◆ **Task requirements**:
Copy the lines of the material below without any changes, from its first line through the line containing "65L75 68L83 66L82", including both ends. Leave the pictures out of your copy.

[Region labeling material]

— start —

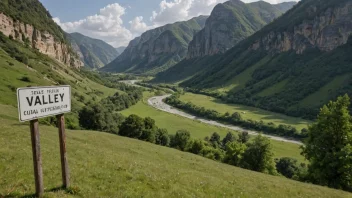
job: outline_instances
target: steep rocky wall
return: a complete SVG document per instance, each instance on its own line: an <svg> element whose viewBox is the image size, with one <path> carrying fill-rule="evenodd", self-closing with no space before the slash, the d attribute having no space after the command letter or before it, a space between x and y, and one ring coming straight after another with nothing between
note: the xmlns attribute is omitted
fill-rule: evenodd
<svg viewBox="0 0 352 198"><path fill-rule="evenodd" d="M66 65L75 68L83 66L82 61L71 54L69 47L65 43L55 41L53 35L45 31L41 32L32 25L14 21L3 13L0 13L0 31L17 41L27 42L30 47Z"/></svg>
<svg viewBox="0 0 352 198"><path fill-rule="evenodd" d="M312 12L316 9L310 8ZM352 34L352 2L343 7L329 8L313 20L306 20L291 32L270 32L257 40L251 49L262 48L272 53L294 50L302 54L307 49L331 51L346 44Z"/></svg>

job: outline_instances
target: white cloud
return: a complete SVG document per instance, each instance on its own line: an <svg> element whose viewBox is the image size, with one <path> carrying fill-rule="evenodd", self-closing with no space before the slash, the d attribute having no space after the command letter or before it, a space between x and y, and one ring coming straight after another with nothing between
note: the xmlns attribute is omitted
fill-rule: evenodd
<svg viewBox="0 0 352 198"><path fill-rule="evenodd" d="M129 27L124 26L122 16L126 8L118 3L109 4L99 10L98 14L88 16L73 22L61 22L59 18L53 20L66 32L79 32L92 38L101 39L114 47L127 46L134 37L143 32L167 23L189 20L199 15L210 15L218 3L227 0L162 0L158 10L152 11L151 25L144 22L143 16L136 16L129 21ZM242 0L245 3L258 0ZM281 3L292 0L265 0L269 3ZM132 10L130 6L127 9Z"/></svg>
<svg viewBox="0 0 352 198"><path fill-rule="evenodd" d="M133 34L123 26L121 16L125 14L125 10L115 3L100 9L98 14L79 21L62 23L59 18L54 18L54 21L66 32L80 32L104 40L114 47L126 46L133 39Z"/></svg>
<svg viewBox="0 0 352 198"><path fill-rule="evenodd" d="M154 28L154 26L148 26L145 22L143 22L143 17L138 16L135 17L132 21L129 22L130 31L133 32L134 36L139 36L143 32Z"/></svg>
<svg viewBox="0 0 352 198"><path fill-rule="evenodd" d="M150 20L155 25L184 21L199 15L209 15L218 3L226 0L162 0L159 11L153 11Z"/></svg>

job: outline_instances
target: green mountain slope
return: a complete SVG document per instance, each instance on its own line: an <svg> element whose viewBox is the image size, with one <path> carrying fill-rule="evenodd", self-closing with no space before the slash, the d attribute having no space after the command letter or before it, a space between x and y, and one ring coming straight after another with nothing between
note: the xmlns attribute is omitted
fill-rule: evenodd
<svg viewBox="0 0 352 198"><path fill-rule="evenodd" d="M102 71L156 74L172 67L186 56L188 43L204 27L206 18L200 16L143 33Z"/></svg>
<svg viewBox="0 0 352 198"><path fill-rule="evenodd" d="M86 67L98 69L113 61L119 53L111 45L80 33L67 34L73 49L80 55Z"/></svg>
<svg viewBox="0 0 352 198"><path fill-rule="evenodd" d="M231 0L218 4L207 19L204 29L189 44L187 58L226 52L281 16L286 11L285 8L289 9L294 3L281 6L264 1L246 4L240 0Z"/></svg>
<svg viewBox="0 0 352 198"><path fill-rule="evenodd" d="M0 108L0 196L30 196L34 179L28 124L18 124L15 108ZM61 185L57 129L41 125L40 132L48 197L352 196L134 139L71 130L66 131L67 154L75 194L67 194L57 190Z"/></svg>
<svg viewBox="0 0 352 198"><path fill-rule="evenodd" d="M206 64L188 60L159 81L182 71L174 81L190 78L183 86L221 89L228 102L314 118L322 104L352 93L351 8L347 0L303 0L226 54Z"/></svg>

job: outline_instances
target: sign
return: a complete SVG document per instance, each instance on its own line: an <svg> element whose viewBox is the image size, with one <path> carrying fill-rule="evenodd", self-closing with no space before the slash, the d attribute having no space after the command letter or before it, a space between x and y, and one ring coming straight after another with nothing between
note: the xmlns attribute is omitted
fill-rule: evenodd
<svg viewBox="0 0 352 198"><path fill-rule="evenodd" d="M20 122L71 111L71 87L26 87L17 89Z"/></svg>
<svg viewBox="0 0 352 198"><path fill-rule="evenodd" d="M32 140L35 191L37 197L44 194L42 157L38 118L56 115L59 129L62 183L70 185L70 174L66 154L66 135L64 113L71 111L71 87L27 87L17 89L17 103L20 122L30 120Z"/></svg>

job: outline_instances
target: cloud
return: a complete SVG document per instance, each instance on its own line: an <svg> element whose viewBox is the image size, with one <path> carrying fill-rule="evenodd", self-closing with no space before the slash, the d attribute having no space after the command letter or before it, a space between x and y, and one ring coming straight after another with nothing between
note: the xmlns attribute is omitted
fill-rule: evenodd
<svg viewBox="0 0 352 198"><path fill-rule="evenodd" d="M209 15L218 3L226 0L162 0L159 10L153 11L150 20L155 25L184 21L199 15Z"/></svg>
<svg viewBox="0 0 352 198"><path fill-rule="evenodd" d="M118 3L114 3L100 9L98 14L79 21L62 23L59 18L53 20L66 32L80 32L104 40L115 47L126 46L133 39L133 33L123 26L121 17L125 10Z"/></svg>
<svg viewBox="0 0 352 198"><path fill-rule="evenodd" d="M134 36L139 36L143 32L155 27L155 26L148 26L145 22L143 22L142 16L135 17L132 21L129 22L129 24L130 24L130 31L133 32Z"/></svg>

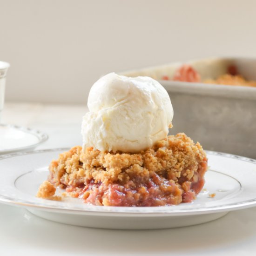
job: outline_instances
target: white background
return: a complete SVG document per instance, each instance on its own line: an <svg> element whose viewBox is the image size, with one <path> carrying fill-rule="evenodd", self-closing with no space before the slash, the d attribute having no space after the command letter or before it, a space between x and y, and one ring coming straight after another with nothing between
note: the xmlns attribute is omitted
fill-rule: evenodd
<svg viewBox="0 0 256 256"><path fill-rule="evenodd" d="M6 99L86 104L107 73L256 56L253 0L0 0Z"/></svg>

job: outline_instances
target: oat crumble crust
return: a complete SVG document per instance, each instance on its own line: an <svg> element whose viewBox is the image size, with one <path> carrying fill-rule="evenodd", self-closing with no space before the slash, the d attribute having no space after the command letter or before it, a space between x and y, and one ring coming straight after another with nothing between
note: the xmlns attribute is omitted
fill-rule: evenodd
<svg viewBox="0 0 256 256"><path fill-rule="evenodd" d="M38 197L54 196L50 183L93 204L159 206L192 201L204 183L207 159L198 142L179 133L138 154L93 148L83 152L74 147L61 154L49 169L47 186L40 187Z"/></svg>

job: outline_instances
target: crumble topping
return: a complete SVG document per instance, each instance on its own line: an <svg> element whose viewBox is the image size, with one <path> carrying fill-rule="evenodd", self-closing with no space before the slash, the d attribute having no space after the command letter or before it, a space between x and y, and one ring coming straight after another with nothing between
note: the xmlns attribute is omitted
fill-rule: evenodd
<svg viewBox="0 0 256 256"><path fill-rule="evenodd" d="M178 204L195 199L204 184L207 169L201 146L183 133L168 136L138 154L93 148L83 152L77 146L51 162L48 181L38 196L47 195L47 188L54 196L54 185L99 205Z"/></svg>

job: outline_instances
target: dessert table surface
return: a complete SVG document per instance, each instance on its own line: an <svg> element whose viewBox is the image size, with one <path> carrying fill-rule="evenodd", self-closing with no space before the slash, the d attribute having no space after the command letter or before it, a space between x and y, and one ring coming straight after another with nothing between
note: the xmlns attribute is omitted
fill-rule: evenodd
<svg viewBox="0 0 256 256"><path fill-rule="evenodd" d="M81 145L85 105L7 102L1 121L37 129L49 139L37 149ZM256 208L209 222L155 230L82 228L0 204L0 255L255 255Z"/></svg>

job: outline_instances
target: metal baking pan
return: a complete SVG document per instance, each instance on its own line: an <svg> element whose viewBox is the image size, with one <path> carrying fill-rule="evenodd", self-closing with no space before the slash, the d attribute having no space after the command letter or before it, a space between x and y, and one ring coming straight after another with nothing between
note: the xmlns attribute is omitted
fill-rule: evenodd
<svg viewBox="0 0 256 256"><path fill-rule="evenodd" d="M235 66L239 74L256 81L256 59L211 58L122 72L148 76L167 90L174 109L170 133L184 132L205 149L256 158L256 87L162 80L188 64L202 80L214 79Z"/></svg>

— end —

◆ **Complete response**:
job: outline_instances
target: steep rocky wall
return: a complete SVG document per instance, each instance on its own line: an <svg> element whose viewBox is the image size, with one <path> carrying fill-rule="evenodd", self-closing with no space before the slash, the d attribute having no space after the command letter or before it, a space between x and y, and one ring coming straight after another with nothing between
note: the xmlns attribute is omitted
fill-rule: evenodd
<svg viewBox="0 0 352 198"><path fill-rule="evenodd" d="M66 65L75 68L83 66L82 61L71 54L69 47L65 43L55 41L53 35L45 31L41 32L32 25L14 21L3 13L0 13L0 31L17 41L27 42L30 47Z"/></svg>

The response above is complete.